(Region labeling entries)
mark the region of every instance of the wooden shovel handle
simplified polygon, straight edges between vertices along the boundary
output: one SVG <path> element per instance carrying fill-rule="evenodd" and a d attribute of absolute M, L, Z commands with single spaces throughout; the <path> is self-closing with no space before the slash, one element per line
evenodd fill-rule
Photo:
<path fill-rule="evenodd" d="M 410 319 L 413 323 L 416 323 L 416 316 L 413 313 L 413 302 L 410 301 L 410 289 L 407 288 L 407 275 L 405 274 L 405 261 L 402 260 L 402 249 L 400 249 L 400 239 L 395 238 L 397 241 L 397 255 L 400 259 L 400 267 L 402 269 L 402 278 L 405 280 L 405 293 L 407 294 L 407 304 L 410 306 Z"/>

_What needs to be done:_ Give the lines from the start of the listing through the line containing "simplified polygon, straight", inclusive, as a JSON list of strings with one string per line and blank lines omitted.

_Result for this exercise:_
[
  "mark the region of every instance of the wooden shovel handle",
  "simplified polygon, straight edges between vertices along the boundary"
]